---------- Excerpted data
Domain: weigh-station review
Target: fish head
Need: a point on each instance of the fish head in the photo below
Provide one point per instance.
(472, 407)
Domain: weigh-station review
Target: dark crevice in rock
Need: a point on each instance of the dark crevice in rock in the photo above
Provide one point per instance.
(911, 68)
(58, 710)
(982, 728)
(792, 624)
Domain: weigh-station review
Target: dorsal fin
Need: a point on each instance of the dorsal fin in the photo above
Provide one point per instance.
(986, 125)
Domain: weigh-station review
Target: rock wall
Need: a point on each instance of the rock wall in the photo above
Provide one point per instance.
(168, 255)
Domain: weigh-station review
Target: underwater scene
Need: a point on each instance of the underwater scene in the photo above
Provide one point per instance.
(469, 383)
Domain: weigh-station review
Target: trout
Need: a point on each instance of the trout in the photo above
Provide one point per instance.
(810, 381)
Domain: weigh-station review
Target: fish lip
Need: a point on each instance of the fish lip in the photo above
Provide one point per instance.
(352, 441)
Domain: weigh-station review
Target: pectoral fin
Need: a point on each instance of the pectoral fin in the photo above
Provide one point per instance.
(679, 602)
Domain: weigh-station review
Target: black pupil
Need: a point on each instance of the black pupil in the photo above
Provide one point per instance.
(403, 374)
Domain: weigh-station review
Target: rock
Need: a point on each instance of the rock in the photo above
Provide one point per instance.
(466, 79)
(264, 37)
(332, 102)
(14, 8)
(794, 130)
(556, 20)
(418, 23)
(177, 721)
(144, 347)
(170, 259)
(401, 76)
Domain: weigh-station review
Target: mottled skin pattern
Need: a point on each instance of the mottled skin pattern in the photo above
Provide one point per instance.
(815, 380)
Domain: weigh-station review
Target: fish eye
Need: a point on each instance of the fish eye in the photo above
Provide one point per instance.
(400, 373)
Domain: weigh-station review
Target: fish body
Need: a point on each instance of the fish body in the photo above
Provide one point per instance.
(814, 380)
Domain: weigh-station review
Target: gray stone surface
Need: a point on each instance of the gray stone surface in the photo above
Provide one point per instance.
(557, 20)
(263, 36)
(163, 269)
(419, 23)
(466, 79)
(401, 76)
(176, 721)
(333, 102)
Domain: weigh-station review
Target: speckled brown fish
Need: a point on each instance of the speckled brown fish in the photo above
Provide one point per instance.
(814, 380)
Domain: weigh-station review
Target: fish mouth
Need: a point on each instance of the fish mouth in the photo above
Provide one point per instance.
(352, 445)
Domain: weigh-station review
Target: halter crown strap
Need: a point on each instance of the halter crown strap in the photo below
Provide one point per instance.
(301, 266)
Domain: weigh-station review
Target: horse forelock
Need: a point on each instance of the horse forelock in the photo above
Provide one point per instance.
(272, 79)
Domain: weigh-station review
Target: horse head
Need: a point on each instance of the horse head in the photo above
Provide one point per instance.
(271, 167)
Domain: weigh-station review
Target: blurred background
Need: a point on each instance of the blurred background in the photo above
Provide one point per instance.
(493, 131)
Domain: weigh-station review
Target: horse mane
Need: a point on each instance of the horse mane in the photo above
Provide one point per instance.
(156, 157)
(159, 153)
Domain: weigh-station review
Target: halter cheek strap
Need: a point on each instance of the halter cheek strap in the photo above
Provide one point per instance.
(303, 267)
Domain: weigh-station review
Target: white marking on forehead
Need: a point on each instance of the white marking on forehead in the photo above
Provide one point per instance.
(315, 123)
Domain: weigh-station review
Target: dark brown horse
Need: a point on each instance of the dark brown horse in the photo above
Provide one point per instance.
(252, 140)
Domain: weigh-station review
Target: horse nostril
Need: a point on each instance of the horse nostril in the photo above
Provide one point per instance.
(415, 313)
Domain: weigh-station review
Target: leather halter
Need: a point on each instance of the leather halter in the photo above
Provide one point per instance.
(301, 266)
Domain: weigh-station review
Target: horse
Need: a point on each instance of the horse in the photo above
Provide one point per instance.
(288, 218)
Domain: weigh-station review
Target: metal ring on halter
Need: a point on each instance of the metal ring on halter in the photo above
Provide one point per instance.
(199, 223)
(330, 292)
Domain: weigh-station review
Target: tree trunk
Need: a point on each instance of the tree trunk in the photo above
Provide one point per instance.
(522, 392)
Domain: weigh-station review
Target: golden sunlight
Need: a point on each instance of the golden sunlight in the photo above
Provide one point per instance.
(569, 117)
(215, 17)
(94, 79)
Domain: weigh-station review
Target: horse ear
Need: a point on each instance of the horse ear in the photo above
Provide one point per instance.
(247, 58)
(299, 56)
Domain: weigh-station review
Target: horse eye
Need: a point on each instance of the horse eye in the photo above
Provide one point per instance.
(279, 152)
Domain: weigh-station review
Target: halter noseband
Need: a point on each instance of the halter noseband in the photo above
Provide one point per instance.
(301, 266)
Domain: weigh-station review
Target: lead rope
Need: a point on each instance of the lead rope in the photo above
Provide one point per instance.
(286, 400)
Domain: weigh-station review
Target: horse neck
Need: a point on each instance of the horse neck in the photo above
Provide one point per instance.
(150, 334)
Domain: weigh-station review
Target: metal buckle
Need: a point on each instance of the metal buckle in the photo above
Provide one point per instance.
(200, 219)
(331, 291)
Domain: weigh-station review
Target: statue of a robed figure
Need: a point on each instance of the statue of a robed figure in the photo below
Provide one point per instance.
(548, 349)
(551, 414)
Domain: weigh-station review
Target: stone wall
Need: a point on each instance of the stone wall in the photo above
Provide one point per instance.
--------------------
## Aim
Find each line of the material above that contains the word "below" and copy every such line.

## Task answer
Need: a point on each instance of the fish head in the photo below
Need: a point on each instance of the halter crown strap in the photo below
Need: a point on each instance of the statue of a robed figure in the photo below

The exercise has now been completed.